Working data —
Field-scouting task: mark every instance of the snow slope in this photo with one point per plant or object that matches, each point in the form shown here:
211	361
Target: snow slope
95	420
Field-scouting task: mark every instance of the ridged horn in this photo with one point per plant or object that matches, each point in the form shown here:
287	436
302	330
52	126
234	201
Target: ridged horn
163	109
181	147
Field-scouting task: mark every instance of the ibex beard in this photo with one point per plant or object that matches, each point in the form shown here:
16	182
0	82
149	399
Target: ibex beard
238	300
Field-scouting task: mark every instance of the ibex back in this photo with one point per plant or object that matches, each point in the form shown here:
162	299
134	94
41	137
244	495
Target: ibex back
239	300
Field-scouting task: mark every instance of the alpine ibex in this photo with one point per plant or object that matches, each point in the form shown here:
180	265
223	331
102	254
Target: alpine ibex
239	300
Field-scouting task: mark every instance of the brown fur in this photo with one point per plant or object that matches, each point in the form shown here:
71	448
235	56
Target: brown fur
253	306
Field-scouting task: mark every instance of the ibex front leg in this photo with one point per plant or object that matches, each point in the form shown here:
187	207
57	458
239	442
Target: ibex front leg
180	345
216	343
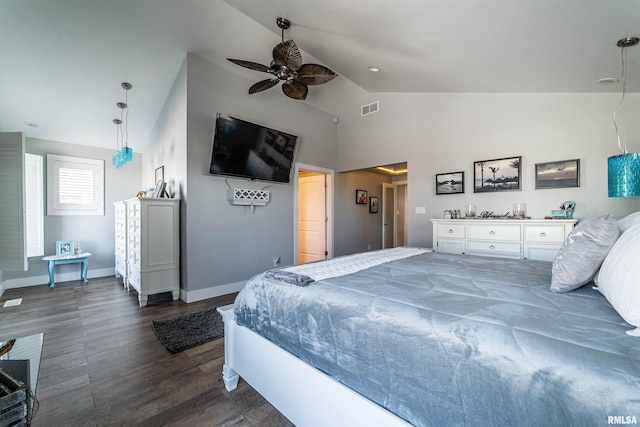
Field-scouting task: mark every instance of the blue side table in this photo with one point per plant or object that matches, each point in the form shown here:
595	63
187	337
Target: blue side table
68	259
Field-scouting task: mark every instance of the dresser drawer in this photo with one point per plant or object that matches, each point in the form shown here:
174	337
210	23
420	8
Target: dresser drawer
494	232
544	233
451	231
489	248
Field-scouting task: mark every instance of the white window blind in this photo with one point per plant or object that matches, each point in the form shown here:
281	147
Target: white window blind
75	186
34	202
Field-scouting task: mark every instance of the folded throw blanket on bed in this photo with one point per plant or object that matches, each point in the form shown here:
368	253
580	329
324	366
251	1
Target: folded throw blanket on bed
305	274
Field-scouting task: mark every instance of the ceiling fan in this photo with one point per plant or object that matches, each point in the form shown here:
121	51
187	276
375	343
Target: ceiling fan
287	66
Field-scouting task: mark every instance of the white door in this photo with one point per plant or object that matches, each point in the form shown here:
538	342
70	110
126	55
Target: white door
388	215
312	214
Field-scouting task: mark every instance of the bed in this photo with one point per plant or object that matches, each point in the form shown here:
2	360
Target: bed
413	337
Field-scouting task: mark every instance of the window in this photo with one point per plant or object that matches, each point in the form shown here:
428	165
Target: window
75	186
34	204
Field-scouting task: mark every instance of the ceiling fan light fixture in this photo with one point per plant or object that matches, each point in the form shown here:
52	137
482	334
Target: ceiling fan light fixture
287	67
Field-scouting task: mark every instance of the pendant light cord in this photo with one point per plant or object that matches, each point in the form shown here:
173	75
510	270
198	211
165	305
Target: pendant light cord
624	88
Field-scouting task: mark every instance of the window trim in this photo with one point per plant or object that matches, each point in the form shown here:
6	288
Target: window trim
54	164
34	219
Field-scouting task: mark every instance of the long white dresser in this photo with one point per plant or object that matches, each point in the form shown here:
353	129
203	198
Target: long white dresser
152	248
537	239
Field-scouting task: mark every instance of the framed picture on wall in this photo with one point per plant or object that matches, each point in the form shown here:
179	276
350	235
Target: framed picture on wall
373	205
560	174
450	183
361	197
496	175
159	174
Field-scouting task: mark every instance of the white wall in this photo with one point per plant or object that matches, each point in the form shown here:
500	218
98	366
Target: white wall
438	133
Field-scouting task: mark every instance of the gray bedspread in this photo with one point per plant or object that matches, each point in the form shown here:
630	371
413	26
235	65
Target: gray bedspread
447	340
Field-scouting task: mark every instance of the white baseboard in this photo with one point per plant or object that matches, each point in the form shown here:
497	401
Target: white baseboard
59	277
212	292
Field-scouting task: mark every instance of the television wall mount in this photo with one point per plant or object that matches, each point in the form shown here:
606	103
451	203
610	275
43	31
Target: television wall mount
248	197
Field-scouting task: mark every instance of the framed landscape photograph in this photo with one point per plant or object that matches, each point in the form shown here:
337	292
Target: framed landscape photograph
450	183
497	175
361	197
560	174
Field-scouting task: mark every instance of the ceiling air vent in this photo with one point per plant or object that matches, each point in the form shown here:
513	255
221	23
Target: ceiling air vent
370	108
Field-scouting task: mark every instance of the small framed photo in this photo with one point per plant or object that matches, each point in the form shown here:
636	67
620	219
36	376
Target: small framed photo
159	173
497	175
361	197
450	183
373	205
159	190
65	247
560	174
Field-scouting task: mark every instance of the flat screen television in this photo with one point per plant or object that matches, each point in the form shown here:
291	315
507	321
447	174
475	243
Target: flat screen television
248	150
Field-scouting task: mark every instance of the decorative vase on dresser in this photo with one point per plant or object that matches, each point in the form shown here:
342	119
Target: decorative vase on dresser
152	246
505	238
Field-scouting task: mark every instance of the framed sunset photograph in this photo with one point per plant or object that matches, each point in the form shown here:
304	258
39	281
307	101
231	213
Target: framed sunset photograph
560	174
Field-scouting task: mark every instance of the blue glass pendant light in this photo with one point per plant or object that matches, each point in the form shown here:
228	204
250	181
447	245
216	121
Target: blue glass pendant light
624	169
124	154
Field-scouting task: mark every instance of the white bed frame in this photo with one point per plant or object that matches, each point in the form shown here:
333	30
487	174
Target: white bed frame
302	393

==

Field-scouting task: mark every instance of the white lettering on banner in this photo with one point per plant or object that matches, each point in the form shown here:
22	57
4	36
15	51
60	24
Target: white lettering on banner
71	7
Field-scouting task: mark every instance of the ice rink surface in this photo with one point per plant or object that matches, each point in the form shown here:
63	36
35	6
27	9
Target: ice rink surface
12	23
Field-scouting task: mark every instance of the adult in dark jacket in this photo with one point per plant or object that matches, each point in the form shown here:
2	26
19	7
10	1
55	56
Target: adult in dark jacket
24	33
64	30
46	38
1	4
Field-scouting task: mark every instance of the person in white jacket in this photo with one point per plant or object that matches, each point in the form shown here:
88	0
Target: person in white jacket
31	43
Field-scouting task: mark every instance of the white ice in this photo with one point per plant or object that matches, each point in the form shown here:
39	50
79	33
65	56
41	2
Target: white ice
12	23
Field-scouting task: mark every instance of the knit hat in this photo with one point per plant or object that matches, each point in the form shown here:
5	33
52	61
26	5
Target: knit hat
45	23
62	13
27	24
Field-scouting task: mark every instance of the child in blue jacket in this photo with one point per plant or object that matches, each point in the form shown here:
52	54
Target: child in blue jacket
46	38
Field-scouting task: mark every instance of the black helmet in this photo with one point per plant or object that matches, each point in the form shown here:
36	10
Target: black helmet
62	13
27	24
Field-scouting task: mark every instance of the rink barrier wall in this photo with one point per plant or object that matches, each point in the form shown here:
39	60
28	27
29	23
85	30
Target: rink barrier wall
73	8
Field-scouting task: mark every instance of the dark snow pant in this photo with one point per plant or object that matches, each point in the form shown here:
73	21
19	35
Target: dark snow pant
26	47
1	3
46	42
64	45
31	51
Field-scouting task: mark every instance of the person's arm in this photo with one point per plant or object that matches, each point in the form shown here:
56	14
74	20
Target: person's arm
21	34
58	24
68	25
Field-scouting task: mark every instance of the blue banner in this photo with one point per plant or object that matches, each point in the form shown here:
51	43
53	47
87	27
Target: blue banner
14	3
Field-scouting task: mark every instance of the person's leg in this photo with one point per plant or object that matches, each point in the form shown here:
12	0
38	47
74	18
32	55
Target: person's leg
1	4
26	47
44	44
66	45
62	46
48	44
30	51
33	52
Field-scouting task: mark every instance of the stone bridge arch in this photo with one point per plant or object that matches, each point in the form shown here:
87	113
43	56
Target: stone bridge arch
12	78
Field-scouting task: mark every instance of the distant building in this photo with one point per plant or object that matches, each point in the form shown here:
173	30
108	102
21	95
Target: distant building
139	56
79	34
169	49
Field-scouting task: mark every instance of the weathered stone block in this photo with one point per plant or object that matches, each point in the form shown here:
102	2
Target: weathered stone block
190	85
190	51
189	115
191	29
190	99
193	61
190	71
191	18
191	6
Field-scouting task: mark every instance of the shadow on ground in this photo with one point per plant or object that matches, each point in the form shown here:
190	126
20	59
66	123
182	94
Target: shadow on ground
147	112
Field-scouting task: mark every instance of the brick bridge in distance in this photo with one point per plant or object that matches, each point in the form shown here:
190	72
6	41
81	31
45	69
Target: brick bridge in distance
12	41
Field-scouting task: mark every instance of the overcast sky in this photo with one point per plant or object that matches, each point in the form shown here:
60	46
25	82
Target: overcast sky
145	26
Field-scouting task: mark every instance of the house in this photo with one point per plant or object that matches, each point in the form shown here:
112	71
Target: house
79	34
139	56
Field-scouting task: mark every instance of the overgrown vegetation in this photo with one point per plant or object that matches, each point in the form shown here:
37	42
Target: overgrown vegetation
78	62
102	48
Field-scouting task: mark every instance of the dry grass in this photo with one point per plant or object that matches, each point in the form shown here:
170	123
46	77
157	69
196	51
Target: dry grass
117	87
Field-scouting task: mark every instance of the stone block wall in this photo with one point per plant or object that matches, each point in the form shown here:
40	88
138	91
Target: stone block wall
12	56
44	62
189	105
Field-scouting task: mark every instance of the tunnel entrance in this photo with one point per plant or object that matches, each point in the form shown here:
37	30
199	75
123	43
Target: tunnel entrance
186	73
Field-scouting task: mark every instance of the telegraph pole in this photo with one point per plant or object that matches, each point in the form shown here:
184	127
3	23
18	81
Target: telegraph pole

Exercise — Whenever a line of the data above includes the word "telegraph", copy that line.

Completed task —
Field-scouting task: mark every instance of the telegraph pole in this photo with one point per plant or object that matches, each point in the form shown here:
Target: telegraph pole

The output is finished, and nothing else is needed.